Selected extract START
Terrell Danley has a strange weekend routine for an up-and-coming chef who once ran the kitchen at Georgia Brown’s and has worked under some of the area’s most distinguished culinary minds. He wakes up at 6 a.m. and heads into his 7-month-old restaurant, Creme (pronounced “cream”). There, he mans the breakfast shift. A task that’s usually left to assistants, breakfast is Danley’s favorite meal to cook, and he takes seriously his menu’s printed request to “[p]ut Creme’s brunch to the test.”
When it comes to passing along his breakfast credo to sous-chefs, Danley proceeds carefully. He takes on only one student at a time, teaching the techniques that make breakfast an elevation of simple pleasures, following the philosophy that “a stack of pancakes should be a stack of pancakes.”
Danley is so obsessed with a.m. fare that his initial concept for the restaurant was an all-day breakfast joint, complete with a “mimosa menu” in lieu of a martini menu. The restaurant’s partners, however, didn’t warm to the idea of an upscale Denny’s on the chi-chi U Street strip. Danley would have to settle for a more conventional cafe and lounge that rises and shines on the weekends.
The entire Old City, it seems, is rolling out of bed just behind Danley. The buzz around Creme regularly packs the tiny, earth-tone-and-stainless space to its exposed beams, and waits for tables can be 40 minutes or longer. Sit at the more accessible bar, and you can expect never to hit the bottom on your bottomless $10 bloody mary or mimosa.
Selected extract END
Data provided START
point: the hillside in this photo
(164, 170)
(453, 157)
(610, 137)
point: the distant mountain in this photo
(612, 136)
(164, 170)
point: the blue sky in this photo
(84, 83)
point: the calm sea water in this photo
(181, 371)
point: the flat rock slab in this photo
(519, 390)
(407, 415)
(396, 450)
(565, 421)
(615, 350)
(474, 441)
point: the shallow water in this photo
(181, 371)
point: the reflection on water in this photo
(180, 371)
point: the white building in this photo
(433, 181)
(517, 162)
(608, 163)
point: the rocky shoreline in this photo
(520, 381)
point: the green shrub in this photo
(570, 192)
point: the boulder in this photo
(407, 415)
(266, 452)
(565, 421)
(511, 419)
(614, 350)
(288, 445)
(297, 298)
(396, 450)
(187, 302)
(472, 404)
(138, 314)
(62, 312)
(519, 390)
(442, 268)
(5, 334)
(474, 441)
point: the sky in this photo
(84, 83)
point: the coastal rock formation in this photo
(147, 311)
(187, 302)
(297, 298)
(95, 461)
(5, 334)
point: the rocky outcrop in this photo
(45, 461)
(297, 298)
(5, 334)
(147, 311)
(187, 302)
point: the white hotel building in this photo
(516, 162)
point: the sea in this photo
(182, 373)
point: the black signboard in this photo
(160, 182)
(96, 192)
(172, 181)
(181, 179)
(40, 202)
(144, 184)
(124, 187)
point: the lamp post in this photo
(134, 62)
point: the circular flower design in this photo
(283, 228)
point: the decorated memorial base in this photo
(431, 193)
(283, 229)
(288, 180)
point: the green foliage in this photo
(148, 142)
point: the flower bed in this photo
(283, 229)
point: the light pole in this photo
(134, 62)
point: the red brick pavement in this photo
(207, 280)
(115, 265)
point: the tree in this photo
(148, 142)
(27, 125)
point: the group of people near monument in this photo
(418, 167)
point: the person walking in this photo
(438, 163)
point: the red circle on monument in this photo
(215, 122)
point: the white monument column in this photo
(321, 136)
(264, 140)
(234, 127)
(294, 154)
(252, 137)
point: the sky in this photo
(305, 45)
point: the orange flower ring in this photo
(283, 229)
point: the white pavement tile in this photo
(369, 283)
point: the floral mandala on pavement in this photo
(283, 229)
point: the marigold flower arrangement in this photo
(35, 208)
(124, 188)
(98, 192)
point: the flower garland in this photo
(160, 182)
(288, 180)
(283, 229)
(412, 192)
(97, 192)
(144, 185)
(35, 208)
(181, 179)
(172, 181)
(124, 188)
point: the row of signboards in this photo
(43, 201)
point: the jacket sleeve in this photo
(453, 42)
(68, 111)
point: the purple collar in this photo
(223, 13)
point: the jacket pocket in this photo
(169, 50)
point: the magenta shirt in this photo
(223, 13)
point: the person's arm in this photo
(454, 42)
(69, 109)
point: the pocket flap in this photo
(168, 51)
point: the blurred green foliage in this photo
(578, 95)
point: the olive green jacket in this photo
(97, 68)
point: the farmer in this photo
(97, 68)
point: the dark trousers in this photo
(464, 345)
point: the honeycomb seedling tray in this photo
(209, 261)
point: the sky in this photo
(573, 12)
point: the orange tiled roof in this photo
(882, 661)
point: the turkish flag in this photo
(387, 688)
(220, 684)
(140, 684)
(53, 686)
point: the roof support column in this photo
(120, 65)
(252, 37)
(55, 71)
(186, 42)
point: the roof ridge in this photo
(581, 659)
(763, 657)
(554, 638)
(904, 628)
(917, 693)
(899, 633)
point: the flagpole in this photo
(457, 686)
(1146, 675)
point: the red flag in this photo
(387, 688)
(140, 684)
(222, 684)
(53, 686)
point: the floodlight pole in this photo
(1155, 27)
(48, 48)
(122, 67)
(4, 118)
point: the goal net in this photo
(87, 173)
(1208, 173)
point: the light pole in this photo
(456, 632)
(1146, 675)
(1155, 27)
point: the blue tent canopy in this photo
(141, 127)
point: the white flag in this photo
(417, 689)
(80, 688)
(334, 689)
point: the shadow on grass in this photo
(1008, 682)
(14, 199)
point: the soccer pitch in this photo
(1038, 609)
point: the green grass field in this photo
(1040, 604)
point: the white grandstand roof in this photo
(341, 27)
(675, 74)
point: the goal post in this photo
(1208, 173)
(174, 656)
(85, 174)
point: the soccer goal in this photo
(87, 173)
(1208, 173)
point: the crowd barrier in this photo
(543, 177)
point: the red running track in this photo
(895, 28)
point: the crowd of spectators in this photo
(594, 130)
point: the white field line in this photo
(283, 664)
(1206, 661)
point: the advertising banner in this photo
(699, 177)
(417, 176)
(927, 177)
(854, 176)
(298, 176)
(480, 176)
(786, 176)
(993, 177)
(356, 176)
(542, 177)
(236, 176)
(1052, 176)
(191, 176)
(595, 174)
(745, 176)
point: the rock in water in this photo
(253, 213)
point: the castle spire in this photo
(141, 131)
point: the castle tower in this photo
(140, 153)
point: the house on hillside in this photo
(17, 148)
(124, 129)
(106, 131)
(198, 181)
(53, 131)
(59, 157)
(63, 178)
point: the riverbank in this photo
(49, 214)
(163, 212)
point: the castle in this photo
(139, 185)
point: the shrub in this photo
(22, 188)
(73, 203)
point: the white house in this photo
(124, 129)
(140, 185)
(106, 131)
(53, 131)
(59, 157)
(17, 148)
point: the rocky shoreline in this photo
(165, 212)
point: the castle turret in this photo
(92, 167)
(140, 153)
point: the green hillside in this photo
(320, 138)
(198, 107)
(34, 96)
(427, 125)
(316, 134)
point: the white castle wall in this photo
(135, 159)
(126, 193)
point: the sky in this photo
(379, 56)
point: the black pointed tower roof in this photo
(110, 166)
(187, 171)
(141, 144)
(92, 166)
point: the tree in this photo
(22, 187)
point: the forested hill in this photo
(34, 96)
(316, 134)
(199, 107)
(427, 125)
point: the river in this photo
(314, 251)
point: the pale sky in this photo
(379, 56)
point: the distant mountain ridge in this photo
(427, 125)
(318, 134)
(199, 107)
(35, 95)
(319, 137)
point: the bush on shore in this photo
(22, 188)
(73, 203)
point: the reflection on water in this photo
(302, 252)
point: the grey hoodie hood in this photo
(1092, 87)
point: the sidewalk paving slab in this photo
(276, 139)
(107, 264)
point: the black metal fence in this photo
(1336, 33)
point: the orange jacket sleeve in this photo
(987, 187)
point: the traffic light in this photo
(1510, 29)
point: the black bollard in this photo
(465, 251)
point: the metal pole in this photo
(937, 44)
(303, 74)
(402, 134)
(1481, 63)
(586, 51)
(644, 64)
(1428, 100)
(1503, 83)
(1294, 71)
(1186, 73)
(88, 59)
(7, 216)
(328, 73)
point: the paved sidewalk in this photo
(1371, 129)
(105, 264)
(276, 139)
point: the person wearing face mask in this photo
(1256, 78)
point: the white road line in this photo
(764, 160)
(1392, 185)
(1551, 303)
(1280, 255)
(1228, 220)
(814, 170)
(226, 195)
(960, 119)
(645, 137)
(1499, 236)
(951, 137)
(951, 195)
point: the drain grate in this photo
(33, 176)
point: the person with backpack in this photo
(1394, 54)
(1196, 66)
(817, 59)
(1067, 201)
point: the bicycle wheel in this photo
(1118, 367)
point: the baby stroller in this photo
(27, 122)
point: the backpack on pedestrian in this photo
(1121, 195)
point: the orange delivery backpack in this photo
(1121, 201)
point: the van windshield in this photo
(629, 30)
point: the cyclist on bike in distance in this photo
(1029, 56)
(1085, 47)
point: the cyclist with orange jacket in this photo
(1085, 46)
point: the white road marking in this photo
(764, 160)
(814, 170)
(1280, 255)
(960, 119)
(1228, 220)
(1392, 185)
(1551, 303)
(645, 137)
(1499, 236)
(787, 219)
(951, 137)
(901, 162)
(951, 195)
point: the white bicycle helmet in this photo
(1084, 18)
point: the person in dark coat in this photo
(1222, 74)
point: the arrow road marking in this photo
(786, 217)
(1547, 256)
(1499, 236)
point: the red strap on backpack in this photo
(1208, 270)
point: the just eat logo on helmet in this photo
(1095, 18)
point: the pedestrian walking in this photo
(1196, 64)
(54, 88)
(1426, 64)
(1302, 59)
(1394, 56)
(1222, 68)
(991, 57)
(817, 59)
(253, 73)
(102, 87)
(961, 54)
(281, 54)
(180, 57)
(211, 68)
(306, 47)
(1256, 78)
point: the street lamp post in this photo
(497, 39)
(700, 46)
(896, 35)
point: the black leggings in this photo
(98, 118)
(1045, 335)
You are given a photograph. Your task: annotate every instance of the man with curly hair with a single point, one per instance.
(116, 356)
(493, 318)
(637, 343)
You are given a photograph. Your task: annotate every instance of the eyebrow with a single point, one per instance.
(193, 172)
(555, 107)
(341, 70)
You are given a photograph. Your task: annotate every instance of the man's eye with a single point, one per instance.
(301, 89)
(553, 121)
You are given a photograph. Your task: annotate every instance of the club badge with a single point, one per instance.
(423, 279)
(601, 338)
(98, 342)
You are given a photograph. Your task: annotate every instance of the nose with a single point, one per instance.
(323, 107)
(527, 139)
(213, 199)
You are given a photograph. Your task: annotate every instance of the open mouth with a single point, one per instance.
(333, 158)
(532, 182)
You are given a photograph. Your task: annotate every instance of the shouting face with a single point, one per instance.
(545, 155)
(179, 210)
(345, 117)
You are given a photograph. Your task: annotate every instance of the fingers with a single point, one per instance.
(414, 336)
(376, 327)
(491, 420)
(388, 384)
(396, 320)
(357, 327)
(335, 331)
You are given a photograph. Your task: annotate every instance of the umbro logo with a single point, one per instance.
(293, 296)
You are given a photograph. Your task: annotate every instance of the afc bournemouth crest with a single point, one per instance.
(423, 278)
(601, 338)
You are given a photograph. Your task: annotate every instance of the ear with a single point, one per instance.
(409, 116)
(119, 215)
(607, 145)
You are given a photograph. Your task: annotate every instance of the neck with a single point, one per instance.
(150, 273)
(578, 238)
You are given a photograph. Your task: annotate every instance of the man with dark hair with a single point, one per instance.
Data provided END
# Activity
Give the passage of the Creme restaurant profile starting with "Danley is so" and going on through "on the weekends.", updated so that "cocktail menu" replaces "martini menu".

# Finished exercise
Danley is so obsessed with a.m. fare that his initial concept for the restaurant was an all-day breakfast joint, complete with a “mimosa menu” in lieu of a cocktail menu. The restaurant’s partners, however, didn’t warm to the idea of an upscale Denny’s on the chi-chi U Street strip. Danley would have to settle for a more conventional cafe and lounge that rises and shines on the weekends.